An ice jam, or ice dam, happens when chunks of ice clump together to block the flow of a river. This can cause flooding in communities near the river.

Floods and droughts can be especially dangerous for the plants that make our food. A team of satellites, called the Joint Polar Satellite System—JPSS for short—is helping to monitor and forecast severe weather conditions on Earth. The more information that farmers have about conditions on Earth, the better they can react to weather disasters.

aan ice jam on the Rocky River in Cuyahoga County, Ohio

This photo shows an ice jam on the Rocky River in Cuyahoga County, Ohio. Credit: NWS Service Hydrologist

What causes an ice jam?

Ice jams are caused by melting snow and ice in the springtime. Warm temperatures and spring rains cause snow and ice to melt very rapidly. All this extra water causes frozen rivers and streams to swell up, and the layer of ice on top of the river begins to break up.

The rushing river carries large chunks of ice downstream, and sometimes a group of ice chunks get stuck in a narrow passage of the river. The ice chunks form an ice jam, which blocks the natural flow of the river.

Ice jams can be dangerous for people living in towns nearby. Because the river is blocked, the rushing water has nowhere to go and it can cause flooding in the surrounding area.

an ice jam blocking the Bighorn River in Wyoming

Ice jams, like this one on the Bighorn River in Wyoming, can divert the flow of a river and cause major flooding. Credit: Brandon Yule

Where do ice jams happen?

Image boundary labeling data

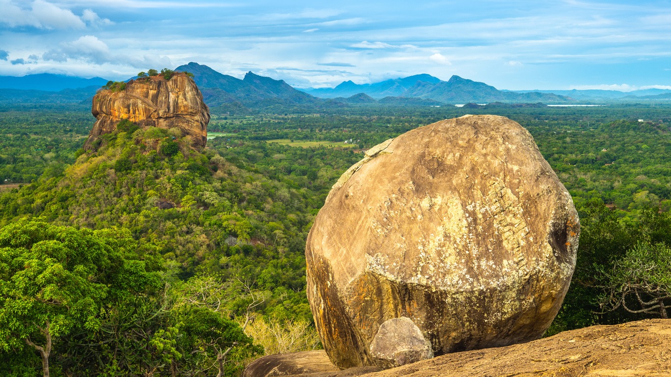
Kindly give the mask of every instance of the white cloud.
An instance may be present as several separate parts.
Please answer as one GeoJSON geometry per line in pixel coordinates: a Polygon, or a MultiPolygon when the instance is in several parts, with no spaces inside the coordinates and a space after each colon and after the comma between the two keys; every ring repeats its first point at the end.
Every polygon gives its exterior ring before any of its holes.
{"type": "Polygon", "coordinates": [[[442,54],[439,54],[438,52],[436,52],[435,54],[433,54],[431,56],[429,56],[429,58],[438,63],[439,64],[444,64],[446,66],[452,65],[452,64],[450,62],[450,60],[448,60],[447,58],[444,56],[442,54]]]}
{"type": "Polygon", "coordinates": [[[350,45],[350,47],[354,48],[366,48],[370,50],[380,50],[384,48],[416,48],[417,46],[411,44],[393,45],[383,42],[370,42],[367,40],[360,42],[350,45]]]}
{"type": "Polygon", "coordinates": [[[166,56],[145,54],[140,57],[113,54],[107,44],[94,36],[84,36],[76,40],[62,43],[60,48],[50,50],[42,54],[42,58],[59,62],[72,60],[96,64],[110,63],[127,65],[140,68],[172,66],[170,58],[166,56]]]}
{"type": "MultiPolygon", "coordinates": [[[[21,3],[19,3],[21,4],[21,3]]],[[[12,0],[0,0],[0,23],[10,27],[32,26],[38,29],[84,29],[89,25],[111,25],[112,21],[86,9],[81,17],[44,0],[34,0],[30,7],[22,7],[12,0]]]]}
{"type": "Polygon", "coordinates": [[[21,8],[11,0],[0,0],[0,23],[11,27],[33,26],[40,29],[83,29],[84,21],[70,9],[60,8],[43,0],[35,0],[30,9],[21,8]]]}
{"type": "Polygon", "coordinates": [[[629,84],[600,84],[598,85],[575,85],[570,87],[571,89],[578,89],[578,91],[587,91],[590,89],[598,89],[601,91],[619,91],[621,92],[631,92],[639,89],[638,87],[629,85],[629,84]]]}
{"type": "Polygon", "coordinates": [[[82,20],[89,25],[113,25],[114,23],[107,18],[101,18],[95,12],[91,9],[84,9],[82,13],[82,20]]]}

Exercise instructions: In the text on ice jams, rewrite the part from "The rushing river" to "ice jams happen?", substituting "Snake River" for "Bighorn River" throughout.

Solution:
The rushing river carries large chunks of ice downstream, and sometimes a group of ice chunks get stuck in a narrow passage of the river. The ice chunks form an ice jam, which blocks the natural flow of the river.

Ice jams can be dangerous for people living in towns nearby. Because the river is blocked, the rushing water has nowhere to go and it can cause flooding in the surrounding area.

an ice jam blocking the Snake River in Wyoming

Ice jams, like this one on the Snake River in Wyoming, can divert the flow of a river and cause major flooding. Credit: Brandon Yule

Where do ice jams happen?